**DOCUMENT EXTRACT:**
*** Block opens ***

The move would have graced any game from the ’70s and ’80s as the Reds had carved open the so-called Invincibles with just three passes and one clinical strike. The ground seemed to explode.
Then, in what seemed like an instant, the half was over and the players left the field to rapturous applause.
Our joy was to be short-lived though. It was inevitable that Arsenal would come out fighting in the second half.
Surely Rafa’s team talk would have covered the need to keep it tight during the opening exchanges. Survive the first 10 minutes and we’d have a base from which to counter.
They managed that – just. Liverpool’s lead was wiped out after just 12 minutes of the restart. The Gunners had barely troubled Kirkland’s goal and their leveller was their first shot on target.
In fairness, it was the result of a brilliant move, consisting of a series of short, first-time passes that found their way to the feet of Vieira, who swept into the box. His finish was so calm, you felt like he was going to light up a cigar as he took the plaudits from his team-mates.
It was like a gut punch and, in that moment, I’m sure many of us would have taken a point.
For me, it was infuriating. The Reds had dominated and the opposition had only needed one move to undo all our hard work. I feared the worst.

*** Block closes ***

**INFORMATION SHOWN:**
*** Block opens ***

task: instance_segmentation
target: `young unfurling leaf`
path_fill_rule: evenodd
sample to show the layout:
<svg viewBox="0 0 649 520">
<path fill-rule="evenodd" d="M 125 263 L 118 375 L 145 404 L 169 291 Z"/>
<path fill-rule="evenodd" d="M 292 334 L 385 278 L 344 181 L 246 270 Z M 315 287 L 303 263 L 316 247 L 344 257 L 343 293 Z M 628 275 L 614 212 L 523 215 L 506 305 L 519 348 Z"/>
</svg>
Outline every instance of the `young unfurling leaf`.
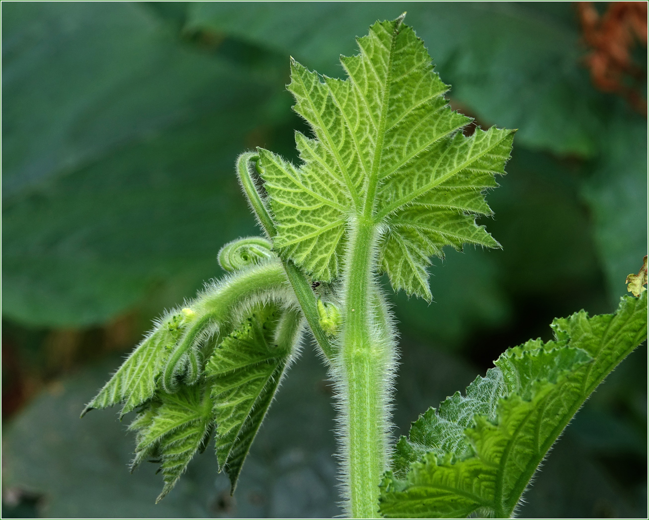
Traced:
<svg viewBox="0 0 649 520">
<path fill-rule="evenodd" d="M 134 468 L 145 458 L 158 458 L 164 488 L 156 502 L 175 486 L 212 429 L 212 400 L 201 385 L 184 386 L 175 393 L 160 392 L 129 427 L 138 431 Z"/>
<path fill-rule="evenodd" d="M 133 351 L 117 372 L 81 414 L 123 402 L 121 415 L 153 397 L 156 380 L 184 327 L 184 316 L 171 312 Z"/>
<path fill-rule="evenodd" d="M 256 306 L 215 349 L 205 367 L 216 422 L 216 456 L 234 492 L 241 466 L 282 378 L 297 356 L 299 311 Z"/>
<path fill-rule="evenodd" d="M 466 397 L 413 424 L 382 484 L 387 517 L 509 517 L 539 464 L 604 378 L 646 338 L 647 297 L 615 314 L 556 319 L 556 339 L 508 349 Z"/>
<path fill-rule="evenodd" d="M 260 150 L 277 222 L 275 246 L 319 280 L 341 273 L 354 217 L 381 225 L 380 269 L 395 290 L 431 299 L 426 267 L 443 248 L 498 243 L 475 224 L 489 214 L 484 192 L 504 173 L 513 130 L 460 131 L 423 42 L 402 23 L 377 22 L 342 57 L 348 79 L 321 77 L 297 62 L 288 86 L 315 138 L 299 132 L 302 164 Z"/>
</svg>

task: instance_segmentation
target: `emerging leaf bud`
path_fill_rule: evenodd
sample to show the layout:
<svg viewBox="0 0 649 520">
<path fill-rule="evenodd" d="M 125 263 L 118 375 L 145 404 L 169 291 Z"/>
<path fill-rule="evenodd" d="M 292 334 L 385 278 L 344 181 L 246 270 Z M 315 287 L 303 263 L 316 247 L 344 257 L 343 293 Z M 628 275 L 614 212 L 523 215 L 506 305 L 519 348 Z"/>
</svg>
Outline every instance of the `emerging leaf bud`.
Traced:
<svg viewBox="0 0 649 520">
<path fill-rule="evenodd" d="M 318 300 L 318 314 L 320 315 L 320 327 L 330 336 L 338 332 L 340 325 L 340 310 L 333 303 L 325 303 Z"/>
<path fill-rule="evenodd" d="M 643 259 L 643 266 L 638 274 L 634 275 L 631 273 L 626 277 L 626 283 L 628 286 L 626 290 L 630 293 L 633 293 L 633 296 L 637 297 L 643 293 L 646 289 L 644 286 L 647 284 L 647 257 L 646 255 Z"/>
</svg>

*** Block closes ***

**PARTS OF THE EXERCISE:**
#1 Reproduce the passage of the Liverpool–Arsenal match report that begins with the words containing "Surely Rafa’s team" and ends with "which to counter.", copying it without any change.
#2 Write the next part of the Liverpool–Arsenal match report, beginning after its final sentence.

**RESULTS BY TASK:**
#1
Surely Rafa’s team talk would have covered the need to keep it tight during the opening exchanges. Survive the first 10 minutes and we’d have a base from which to counter.

#2
We had nothing to fear though, and instead, Liverpool rallied. The expected Arsenal onslaught didn’t materialise. As the game edged towards its conclusion a sense of relief, tinged with the frustration of two dropped points took hold.
We were into added time and I kept looking at the referee, waiting for the whistle to go. The ball was down in the corner, between the Main Stand and the Anfield Road end and the referee blew for a free-kick to us.
Kirkland stood over the ball.
In my head I was pleading with him to go long. Into one of the corners would do. That would allow one of our forwards to hold it up and run down the clock.
The last thing I wanted was for him to gift the enemy one more attack. Around me, people were screaming for one more push from the Reds. Did they know something I didn’t? All I could do was chew the last of my nails.
What happened next was the stuff of legend; the sort of fairytale ending made famous in comic books like Roy of the Rovers.
Neil Mellor had been prolific in reserve team football, but had yet to explode in the first-team arena. All that changed on November 28, 2004.
The ball seemed to hang in the air for an age. Harry Kewell and Sol Campbell both jumped for it and somehow it fell to the youngster. He looked out on his feet and he must have been about 30 yards from goal.
In front of him was a sea of players and the goal must have seemed like it was shrinking before his eyes. There was no time left to build a move and, somewhere in his tired mind, a voice screamed shoot.
Time seemed to slow down. Mellor swung his leg at the ball and, in total disbelief, every one of us stared in awe, mouths open, as it flew into the net.
The roar that followed was ear-splitting. Fists punched the air and people fell over their seats, some still hugging the person next to them. There was dancing in the stands and players piled on top of the unlikely hero, who had ran towards the Kop, chest pumped out, arm in the air.
He had scored a winner in front of the Kop with literally the last kick of the game – it simply does not get better than that.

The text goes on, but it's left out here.